__PROBLEMS__.
A) Transcribe word for word the stretch of the appeal decision from "Hamilton chose to" through "administrative law specialist.".
B) Repeat verbatim the stretch of the listing from its first line through the line containing "[(398, 209), (385, 212), (453, 197), (349, 165)]", including both of those lines.
# EXTRACTED TEXT start
Michigan Department of Education
FINAL REPORT AND DECISION
THE SUPERINTENDENT OF PUBLIC INSTRUCTION
In the matter of: Appeal by Hamilton Community Schools of the
Fall 2016 and Spring 2017 Pupil Membership Counts
Docket No. MA 18-4
In the summer of 2017, Gloria Suggitt, pupil membership auditor of the Michigan Department of Education (Department), reviewed the Homeschool Partnership Program of Hamilton Community Schools (Hamilton). Based on her review, Ms. Suggitt determined that the program, a shared time program, did not comply with legal requirements. The pupil membership auditor for Ottawa County Intermediate School District thereafter conducted a 100% audit of the program and, based on that audit, deducted 34.65 FTEs from Hamiltonís Fall 2016 pupil membership count and 35.92 FTEs from its Spring 2017 count.
On October 31, 2017, Hamilton filed a first level appeal with Naomi Casher, assistant director of the Departmentís Office of Financial Management of the Michigan Department of Education. On April 12, 2018, Ms. Casher denied the appeal. On May 9, 2018, Hamilton requested final agency review by the Superintendent of Public Instruction.
Hamilton chose to present its appeal at a review conference rather than entirely in writing. A review conference was convened at the Department on June 19, 2018. Present at the review conference were Robert Taylor, designee of the Superintendent of Public Instruction; Ms. Casher; Hamilton Superintendent David Tebo; Hamilton Director of Flexible Learning Kristie Noguera; Hamilton consultant Mike Murray; and Mary Fielding, a Department administrative law specialist.
# EXTRACTED TEXT end
# RECORDS FOR THIS TASK start
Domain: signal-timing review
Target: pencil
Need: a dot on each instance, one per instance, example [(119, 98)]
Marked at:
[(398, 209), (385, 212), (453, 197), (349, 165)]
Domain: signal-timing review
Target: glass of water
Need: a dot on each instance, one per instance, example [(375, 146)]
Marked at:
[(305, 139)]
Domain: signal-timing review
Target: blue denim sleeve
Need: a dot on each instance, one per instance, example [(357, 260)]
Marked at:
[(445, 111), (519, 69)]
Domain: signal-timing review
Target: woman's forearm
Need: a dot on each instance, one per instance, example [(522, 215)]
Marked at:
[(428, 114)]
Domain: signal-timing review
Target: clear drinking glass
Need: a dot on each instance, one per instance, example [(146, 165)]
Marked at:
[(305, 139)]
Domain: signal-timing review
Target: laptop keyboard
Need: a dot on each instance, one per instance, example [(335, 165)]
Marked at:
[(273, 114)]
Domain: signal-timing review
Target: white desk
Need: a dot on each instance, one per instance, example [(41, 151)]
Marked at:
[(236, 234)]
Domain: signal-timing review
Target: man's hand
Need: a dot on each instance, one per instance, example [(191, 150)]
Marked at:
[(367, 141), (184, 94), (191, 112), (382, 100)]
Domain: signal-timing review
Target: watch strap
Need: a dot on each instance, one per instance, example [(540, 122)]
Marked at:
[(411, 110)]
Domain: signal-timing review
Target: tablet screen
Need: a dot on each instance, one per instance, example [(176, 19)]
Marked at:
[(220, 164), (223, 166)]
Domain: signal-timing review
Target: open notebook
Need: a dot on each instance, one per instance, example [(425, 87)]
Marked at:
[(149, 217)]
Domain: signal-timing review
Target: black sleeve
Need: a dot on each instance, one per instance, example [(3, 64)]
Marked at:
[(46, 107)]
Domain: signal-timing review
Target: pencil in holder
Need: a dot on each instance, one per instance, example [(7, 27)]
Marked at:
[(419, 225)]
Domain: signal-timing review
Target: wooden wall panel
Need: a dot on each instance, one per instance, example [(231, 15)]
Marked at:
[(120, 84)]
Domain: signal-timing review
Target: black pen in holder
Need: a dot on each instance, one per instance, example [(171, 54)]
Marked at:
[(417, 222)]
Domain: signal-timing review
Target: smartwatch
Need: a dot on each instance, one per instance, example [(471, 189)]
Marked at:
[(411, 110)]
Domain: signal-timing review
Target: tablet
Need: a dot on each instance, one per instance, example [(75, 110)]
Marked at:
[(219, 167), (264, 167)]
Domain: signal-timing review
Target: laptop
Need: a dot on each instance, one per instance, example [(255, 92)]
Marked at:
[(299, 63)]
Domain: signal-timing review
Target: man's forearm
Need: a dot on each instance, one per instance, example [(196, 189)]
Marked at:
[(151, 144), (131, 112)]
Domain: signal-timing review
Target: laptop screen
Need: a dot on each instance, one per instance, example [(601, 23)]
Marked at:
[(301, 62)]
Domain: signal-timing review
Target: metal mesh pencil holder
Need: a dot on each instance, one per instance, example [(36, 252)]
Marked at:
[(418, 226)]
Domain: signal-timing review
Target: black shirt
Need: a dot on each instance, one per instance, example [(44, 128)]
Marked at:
# RECORDS FOR THIS TASK end
__SOLVED PROBLEMS__.
A)
Hamilton chose to present its appeal at a review conference rather than entirely in writing. A review conference was convened at the Department on June 19, 2018. Present at the review conference were Robert Taylor, designee of the Superintendent of Public Instruction; Ms. Casher; Hamilton Superintendent David Tebo; Hamilton Director of Flexible Learning Kristie Noguera; Hamilton consultant Mike Murray; and Mary Fielding, a Department administrative law specialist.

B)
Domain: signal-timing review
Target: pencil
Need: a dot on each instance, one per instance, example [(119, 98)]
Marked at:
[(398, 209), (385, 212), (453, 197), (349, 165)]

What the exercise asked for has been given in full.